> [Page extract]:
○ ○ ○ ○ ○ ○ ○
History

The Dover Road
The Dover Road - April 1935. The opening production in the original Penthouse Theatre, a leased building on 42nd Street near University Way.

Introduction

The University of Washington School of Drama is one of this country's leading training institutions for theater artists and scholars. Seventeen faculty and 20 staff members serve 150 undergraduate majors and 45 graduate students. The School offers a four-year undergraduate liberal arts education, Masters of Fine Arts degrees in acting, design, and directing, and a PhD in theater history and criticism.

Glenn Hughes' vision

The School of Drama traces its origins to 1919 when Glenn Hughes, a young man from Nebraska and a recent graduate of Stanford University, joined the faculty of the Department of Dramatic Art, a part of the English Department. Though he came to the UW as a poetry fellow, Hughes soon became determined to create a first-rate drama school.

From 1930 to 1961 this indefatigable man led the Department, which became the School of Drama in 1940. He wrote more than 60 plays; wrote and edited various literary and scholarly publications; launched one of the West Coast's first foreign film series, and established the drama program as the center of theatrical life in Seattle. The University of Washington came to be recognized as one of the leading institutions in the nation for professional training in theater arts.

Hughes' vision included children so that he could develop the audiences and performers of the future. Puppetry was offered in 1930, and in 1936 the U of W Puppeteers became the first touring unit of the department, playing to more than 27,000 youngsters annually until 1959. At that time, the tours and workshops were taken over by the Valentinetti Puppeteers which operated on-campus until 1992. Training in the theater arts also included the most comprehensive program in child drama and theatre in the United States, a program that attracted students from this country and abroad.
○ ○ ○ ○ ○ ○ ○
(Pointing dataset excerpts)
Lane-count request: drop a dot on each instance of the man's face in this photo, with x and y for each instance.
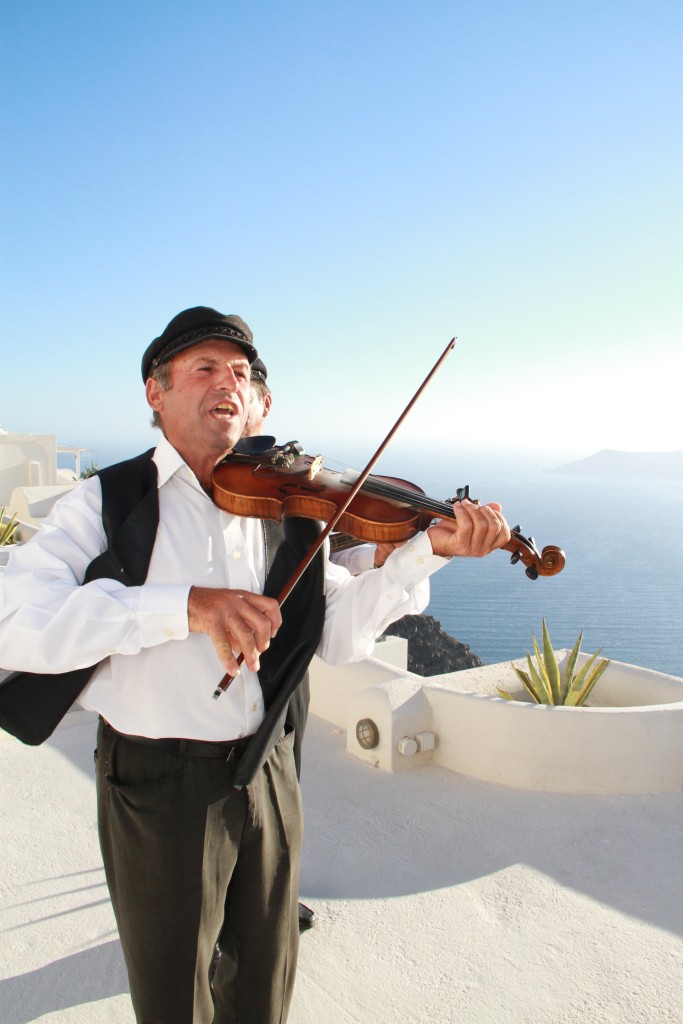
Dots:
(205, 410)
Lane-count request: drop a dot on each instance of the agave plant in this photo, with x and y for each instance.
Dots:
(545, 682)
(6, 528)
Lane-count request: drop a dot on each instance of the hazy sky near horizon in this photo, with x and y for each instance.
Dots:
(360, 181)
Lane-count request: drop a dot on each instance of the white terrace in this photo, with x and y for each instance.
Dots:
(494, 876)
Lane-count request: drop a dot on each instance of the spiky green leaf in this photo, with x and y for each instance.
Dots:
(583, 695)
(568, 669)
(577, 684)
(550, 662)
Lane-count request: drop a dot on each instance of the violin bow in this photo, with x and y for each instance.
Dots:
(315, 547)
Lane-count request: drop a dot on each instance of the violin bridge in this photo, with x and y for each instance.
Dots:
(315, 467)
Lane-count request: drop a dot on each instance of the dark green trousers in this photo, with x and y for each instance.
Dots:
(190, 860)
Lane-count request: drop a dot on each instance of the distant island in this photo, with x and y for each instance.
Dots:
(624, 464)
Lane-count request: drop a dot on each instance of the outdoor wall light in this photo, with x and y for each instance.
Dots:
(368, 734)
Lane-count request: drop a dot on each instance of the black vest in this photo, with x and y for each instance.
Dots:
(32, 705)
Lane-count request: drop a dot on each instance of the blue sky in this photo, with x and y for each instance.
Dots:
(359, 182)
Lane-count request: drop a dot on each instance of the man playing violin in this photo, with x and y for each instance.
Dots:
(199, 805)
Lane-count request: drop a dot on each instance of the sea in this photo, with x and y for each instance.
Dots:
(623, 582)
(622, 585)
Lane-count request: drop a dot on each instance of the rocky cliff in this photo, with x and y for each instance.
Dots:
(430, 650)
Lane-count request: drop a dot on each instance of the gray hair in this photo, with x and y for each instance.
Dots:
(162, 374)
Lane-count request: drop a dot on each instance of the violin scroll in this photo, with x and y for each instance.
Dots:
(550, 561)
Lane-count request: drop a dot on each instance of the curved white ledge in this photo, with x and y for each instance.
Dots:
(628, 741)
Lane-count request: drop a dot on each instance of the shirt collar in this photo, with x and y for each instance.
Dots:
(168, 462)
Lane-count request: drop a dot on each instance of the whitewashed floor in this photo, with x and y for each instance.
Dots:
(440, 899)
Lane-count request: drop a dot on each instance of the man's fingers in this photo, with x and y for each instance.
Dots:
(237, 622)
(476, 531)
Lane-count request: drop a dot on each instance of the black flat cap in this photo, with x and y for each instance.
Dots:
(189, 328)
(258, 371)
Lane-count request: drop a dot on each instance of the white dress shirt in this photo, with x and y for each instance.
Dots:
(50, 624)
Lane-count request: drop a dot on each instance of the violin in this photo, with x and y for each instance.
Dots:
(264, 480)
(280, 480)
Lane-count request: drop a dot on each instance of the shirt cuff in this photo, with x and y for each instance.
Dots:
(162, 614)
(414, 561)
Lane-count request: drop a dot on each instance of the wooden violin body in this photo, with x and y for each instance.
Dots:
(282, 481)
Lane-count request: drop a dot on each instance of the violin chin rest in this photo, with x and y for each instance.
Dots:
(254, 445)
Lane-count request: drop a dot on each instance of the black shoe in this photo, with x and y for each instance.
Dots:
(306, 918)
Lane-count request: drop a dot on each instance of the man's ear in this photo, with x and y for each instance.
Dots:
(154, 394)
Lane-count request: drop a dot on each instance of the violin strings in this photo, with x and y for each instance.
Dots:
(416, 500)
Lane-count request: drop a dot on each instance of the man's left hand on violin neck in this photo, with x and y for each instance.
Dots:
(476, 530)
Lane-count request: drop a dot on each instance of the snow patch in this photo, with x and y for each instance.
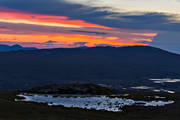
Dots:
(165, 80)
(89, 102)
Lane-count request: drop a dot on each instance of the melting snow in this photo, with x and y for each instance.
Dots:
(142, 87)
(165, 80)
(89, 102)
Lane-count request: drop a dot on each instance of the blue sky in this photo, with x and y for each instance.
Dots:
(132, 22)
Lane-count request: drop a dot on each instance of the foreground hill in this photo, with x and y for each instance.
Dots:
(122, 67)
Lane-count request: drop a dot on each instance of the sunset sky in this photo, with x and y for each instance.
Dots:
(77, 23)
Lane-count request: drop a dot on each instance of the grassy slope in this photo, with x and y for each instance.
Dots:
(10, 110)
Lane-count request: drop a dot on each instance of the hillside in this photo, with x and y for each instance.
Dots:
(122, 67)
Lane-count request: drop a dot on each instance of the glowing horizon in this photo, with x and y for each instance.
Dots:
(35, 30)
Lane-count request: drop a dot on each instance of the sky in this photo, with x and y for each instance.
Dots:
(78, 23)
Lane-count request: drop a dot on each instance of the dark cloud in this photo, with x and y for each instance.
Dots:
(150, 21)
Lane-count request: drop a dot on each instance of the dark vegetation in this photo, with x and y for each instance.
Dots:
(118, 67)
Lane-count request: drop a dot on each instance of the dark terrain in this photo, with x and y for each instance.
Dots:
(122, 67)
(10, 110)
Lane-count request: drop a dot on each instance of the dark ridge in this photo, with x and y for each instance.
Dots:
(120, 67)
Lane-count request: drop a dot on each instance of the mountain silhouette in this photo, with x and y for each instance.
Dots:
(121, 67)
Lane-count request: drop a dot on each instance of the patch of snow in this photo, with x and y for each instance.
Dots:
(165, 80)
(163, 90)
(159, 97)
(142, 87)
(89, 102)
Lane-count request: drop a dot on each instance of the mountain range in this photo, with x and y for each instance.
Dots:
(119, 67)
(16, 47)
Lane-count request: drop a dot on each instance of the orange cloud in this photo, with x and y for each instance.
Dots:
(36, 29)
(10, 16)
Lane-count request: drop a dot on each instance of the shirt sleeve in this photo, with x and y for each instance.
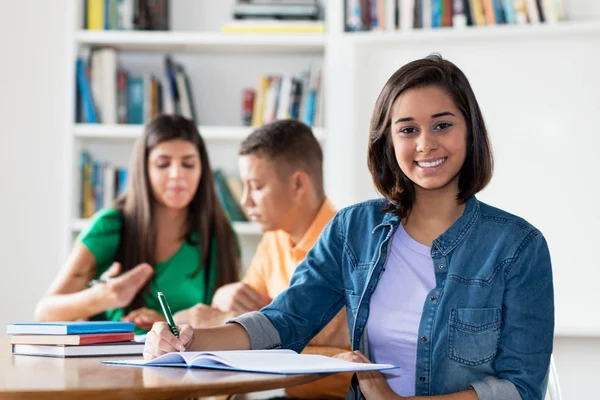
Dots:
(527, 332)
(102, 237)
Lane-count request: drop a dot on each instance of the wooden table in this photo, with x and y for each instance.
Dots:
(28, 377)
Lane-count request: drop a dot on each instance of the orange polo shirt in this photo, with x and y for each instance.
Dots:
(270, 273)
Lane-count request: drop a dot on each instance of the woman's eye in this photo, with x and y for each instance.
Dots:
(442, 126)
(408, 130)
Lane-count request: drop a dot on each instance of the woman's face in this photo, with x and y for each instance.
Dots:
(174, 172)
(429, 135)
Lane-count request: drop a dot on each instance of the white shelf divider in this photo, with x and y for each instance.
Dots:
○ ○ ○ ○ ○ ○ ○
> [Stated problem]: List every distinct year mentioned in the history page above, in the order each first appears.

> [Finished task]: 1935, 1919, 1930, 1961, 1940, 1936, 1959, 1992